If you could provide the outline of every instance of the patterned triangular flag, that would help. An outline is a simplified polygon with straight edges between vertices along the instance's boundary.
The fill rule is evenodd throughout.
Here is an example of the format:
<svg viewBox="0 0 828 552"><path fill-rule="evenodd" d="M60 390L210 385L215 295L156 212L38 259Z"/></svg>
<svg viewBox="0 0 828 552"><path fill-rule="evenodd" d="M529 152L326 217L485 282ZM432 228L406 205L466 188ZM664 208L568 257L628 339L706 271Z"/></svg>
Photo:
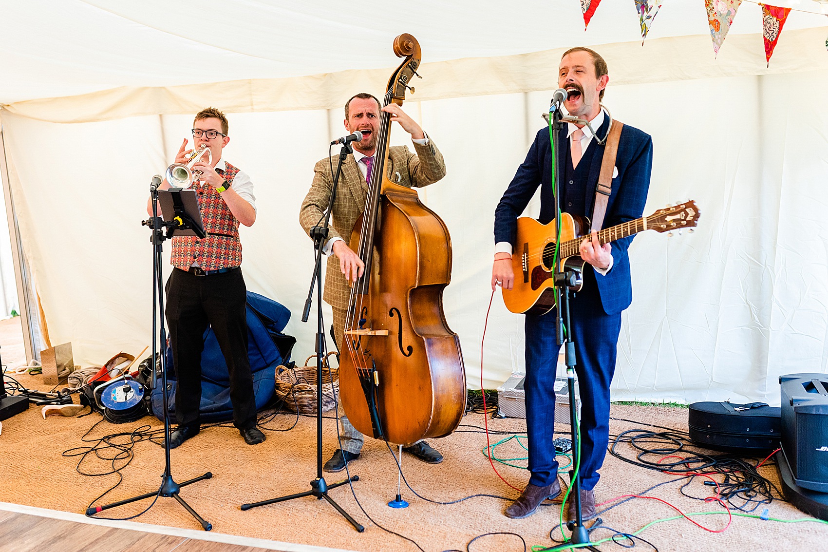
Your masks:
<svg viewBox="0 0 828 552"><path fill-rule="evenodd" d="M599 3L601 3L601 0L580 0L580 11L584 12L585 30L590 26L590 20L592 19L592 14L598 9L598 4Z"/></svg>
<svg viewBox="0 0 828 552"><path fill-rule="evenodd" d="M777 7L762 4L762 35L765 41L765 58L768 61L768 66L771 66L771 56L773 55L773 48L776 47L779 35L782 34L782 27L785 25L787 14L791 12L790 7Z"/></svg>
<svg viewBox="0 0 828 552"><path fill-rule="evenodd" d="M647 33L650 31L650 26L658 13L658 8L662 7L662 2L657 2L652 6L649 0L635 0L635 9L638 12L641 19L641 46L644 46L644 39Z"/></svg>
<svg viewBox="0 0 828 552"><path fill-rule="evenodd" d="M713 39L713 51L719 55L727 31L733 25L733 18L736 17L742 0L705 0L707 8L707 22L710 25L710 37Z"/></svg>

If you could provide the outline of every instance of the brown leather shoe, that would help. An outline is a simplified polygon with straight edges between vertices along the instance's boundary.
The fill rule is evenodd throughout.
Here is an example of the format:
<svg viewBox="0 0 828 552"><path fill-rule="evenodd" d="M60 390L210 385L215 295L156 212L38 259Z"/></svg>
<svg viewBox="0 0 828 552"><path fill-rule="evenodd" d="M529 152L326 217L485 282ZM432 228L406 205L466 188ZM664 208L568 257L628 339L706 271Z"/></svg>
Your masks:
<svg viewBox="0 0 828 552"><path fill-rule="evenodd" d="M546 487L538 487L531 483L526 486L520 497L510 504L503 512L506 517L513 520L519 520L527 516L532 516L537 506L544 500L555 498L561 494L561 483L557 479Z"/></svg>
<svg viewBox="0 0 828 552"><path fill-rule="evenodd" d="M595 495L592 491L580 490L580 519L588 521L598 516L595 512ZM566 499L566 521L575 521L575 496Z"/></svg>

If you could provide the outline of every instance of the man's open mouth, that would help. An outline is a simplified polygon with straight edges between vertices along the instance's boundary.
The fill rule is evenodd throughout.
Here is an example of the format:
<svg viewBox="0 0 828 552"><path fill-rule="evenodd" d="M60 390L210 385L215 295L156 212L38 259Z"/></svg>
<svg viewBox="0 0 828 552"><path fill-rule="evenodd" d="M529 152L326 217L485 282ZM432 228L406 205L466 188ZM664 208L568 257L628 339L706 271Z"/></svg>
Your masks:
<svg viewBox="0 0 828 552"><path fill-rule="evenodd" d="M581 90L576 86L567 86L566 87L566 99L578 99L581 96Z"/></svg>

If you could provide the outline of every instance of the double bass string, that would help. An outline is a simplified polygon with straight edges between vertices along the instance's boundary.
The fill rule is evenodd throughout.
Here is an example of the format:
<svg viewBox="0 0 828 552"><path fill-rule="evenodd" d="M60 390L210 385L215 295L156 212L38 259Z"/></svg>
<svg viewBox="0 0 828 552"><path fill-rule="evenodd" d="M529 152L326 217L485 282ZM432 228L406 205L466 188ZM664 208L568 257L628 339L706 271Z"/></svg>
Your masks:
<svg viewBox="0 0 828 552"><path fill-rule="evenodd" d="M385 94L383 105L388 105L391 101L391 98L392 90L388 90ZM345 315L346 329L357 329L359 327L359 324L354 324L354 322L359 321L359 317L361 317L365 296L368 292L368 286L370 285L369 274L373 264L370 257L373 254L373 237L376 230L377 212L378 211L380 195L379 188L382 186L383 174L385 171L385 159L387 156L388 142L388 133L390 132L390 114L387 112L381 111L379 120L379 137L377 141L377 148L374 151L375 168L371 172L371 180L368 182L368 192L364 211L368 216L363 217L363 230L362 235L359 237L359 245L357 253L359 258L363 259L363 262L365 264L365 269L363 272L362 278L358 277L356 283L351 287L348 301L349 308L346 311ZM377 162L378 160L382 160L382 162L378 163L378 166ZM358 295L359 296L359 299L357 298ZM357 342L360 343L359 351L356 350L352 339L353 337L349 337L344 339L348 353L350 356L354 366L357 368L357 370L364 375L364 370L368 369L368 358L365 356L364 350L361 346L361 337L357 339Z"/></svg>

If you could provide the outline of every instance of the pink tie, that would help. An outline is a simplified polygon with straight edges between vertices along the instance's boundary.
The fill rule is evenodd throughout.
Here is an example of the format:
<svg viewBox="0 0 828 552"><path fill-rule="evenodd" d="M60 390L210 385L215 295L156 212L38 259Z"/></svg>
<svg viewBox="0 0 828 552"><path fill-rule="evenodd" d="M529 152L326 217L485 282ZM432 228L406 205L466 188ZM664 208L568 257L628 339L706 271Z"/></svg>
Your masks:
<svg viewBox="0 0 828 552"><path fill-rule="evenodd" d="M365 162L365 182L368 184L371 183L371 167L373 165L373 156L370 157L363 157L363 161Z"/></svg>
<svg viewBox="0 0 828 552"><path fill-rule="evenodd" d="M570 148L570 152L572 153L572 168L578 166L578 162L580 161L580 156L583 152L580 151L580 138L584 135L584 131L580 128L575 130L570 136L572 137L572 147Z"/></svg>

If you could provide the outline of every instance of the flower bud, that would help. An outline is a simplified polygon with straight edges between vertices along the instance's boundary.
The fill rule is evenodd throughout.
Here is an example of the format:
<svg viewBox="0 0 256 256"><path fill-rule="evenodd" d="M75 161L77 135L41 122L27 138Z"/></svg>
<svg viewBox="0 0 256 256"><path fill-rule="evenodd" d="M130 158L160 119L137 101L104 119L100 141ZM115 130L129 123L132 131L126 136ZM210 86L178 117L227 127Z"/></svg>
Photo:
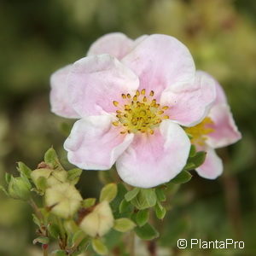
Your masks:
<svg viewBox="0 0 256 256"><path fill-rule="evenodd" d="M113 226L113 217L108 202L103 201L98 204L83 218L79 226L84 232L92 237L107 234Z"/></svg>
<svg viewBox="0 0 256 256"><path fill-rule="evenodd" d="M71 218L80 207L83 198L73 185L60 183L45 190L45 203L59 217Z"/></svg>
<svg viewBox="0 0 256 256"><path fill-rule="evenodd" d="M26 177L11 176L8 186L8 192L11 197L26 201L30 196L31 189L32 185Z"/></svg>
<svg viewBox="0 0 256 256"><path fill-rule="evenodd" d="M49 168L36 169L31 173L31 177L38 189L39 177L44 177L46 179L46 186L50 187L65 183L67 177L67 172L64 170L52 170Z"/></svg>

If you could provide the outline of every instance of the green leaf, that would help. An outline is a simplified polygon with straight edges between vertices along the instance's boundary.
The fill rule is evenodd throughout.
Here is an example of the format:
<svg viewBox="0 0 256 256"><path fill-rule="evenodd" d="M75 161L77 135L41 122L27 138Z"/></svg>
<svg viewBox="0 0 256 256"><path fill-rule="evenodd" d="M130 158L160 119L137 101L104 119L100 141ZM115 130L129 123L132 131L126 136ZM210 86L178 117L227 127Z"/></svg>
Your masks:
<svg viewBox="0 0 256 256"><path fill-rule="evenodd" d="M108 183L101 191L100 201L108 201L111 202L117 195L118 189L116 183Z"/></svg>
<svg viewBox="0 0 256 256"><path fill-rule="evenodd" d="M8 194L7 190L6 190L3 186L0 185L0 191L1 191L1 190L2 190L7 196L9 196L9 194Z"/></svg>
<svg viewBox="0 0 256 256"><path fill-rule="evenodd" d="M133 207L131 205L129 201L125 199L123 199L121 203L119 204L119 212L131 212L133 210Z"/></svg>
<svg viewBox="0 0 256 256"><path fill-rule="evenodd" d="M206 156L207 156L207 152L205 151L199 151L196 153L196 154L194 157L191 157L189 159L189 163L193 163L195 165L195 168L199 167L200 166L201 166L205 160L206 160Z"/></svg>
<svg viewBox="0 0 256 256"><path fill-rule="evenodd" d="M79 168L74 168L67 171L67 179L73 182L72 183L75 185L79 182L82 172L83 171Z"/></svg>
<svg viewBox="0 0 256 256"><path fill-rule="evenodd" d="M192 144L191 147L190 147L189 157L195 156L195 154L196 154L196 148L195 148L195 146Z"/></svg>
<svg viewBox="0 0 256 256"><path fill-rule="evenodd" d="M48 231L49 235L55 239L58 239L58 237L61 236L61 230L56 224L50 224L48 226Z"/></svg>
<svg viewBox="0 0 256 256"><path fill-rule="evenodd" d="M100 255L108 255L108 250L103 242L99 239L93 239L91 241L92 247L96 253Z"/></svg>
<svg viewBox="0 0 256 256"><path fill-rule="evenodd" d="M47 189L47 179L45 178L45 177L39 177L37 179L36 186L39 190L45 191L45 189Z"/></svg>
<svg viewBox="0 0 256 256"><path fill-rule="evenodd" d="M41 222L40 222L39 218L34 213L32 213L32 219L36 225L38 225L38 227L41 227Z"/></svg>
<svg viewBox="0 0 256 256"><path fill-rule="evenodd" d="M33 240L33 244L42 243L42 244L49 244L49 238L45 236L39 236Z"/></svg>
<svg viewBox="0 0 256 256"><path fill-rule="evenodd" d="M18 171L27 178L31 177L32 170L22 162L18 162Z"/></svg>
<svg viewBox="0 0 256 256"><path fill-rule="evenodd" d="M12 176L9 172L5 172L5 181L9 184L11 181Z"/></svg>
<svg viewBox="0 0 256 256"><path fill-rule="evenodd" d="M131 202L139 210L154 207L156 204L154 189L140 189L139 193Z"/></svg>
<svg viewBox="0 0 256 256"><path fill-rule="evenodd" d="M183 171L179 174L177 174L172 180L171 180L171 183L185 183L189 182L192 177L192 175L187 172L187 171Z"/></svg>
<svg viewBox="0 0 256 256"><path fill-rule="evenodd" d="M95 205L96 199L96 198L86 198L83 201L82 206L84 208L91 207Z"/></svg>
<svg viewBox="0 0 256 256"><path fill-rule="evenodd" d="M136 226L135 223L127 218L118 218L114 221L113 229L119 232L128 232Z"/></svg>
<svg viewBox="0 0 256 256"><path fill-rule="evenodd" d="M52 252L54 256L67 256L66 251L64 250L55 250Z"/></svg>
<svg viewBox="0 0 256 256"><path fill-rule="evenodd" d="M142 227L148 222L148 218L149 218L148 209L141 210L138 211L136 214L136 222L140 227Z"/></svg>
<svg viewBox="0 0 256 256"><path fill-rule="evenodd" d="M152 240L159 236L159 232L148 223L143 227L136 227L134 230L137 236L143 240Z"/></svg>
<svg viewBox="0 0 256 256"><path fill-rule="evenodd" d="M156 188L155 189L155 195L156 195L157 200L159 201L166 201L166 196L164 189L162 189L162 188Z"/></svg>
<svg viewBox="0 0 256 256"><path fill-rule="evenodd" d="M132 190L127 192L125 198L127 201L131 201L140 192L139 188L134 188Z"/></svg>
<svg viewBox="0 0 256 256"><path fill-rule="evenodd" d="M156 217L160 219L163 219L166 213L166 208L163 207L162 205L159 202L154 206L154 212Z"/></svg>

———

> **INSTRUCTIONS TO FOLLOW**
Rewrite the lines of the items above from the line that contains "of the green" through the line that contains "183L101 191L100 201L108", inclusive, substituting "autumn leaf" for "green leaf" and leaving everything else unchanged.

> **RESULT OF THIS TASK**
If you could provide the outline of every instance of the autumn leaf, that would help. An outline is a simplified polygon with straight edges between vertices along the instance's boundary.
The fill rule is evenodd throughout.
Here is an example of the format:
<svg viewBox="0 0 256 256"><path fill-rule="evenodd" d="M75 161L77 135L41 122L27 138Z"/></svg>
<svg viewBox="0 0 256 256"><path fill-rule="evenodd" d="M130 158L160 119L137 101L104 119L100 141ZM115 130L129 123L132 131L126 136ZM210 86L178 117L227 127Z"/></svg>
Your masks:
<svg viewBox="0 0 256 256"><path fill-rule="evenodd" d="M108 183L101 191L100 201L108 201L111 202L117 195L118 189L116 183Z"/></svg>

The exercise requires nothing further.